* Work required: Please copy out, unchanged, every line of the listing below, from the line containing "# point at: elastic" down through the final line of the listing, both ends included.

* Stored data entries:
○ ○ ○ ○ ○ ○ ○

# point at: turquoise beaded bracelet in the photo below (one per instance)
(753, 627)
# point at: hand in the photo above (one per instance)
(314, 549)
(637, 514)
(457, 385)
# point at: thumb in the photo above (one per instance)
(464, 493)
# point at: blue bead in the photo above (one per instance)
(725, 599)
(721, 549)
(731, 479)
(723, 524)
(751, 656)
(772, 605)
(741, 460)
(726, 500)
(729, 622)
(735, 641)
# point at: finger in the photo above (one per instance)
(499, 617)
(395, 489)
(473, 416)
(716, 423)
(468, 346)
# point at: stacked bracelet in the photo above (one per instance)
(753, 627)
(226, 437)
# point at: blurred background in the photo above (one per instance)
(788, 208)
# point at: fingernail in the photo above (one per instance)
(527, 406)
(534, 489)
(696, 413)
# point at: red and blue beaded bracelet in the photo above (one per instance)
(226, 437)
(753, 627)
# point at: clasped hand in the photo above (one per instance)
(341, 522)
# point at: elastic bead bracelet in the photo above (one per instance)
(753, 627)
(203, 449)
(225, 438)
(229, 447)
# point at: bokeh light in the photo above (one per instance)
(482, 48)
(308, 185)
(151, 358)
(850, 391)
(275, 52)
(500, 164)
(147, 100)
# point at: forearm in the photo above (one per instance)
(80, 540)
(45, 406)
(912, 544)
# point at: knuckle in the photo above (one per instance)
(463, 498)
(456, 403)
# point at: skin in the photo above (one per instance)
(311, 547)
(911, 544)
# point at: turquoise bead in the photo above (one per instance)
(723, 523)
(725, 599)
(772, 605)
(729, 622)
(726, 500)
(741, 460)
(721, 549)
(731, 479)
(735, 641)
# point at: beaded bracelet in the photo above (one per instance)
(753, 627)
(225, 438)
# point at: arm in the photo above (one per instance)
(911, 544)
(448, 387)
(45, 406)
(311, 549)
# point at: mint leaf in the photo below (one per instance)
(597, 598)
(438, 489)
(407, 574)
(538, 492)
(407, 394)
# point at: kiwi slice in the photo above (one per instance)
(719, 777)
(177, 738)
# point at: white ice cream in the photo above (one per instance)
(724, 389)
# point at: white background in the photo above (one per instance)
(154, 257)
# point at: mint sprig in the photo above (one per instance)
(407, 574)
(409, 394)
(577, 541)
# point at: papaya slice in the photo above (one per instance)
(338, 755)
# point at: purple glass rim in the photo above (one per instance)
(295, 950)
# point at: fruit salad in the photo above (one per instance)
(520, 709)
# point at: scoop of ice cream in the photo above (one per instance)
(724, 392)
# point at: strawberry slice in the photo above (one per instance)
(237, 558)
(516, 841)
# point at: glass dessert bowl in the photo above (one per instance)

○ ○ ○ ○ ○ ○ ○

* Task answer:
# point at: elastic bead bracelet in the photo above (one per instance)
(753, 627)
(203, 449)
(225, 438)
(229, 447)
# point at: bokeh light in the photo above (one per instance)
(482, 48)
(308, 185)
(151, 358)
(850, 391)
(275, 52)
(500, 164)
(147, 100)
# point at: forearm in the photo above (one per instance)
(80, 540)
(45, 406)
(912, 544)
# point at: knuckle in the photo above (one per instance)
(463, 498)
(456, 403)
# point at: skin in the photo above (one per instance)
(311, 547)
(911, 544)
# point at: turquoise bead in the photo above (one per instance)
(723, 523)
(725, 599)
(772, 605)
(729, 622)
(726, 500)
(741, 460)
(721, 549)
(731, 479)
(735, 641)
# point at: beaded bracelet in the photo above (one per instance)
(753, 627)
(225, 438)
# point at: arm in the photo above (one per instance)
(911, 544)
(448, 387)
(45, 406)
(311, 549)
# point at: mint leaf in the photo below (one per instance)
(597, 598)
(438, 489)
(407, 574)
(538, 492)
(407, 394)
# point at: kiwi slice in the photo above (one per instance)
(719, 777)
(177, 738)
# point at: white ice cream in the photo above (one per instance)
(724, 389)
# point at: white background in the photo above (one per instance)
(154, 257)
# point at: mint sprig in the photo above (one per instance)
(407, 574)
(409, 394)
(577, 541)
# point at: papaya slice in the photo above (one per instance)
(338, 755)
# point at: purple glass rim in the photo above (one per instance)
(295, 950)
# point at: fruit salad in the photo above (one per instance)
(520, 709)
# point at: scoop of ice cream in the photo above (one per instance)
(724, 392)
# point at: strawberry slice in the photo above (one per instance)
(237, 558)
(516, 841)
# point at: glass dessert bowl in the photo above (one per instance)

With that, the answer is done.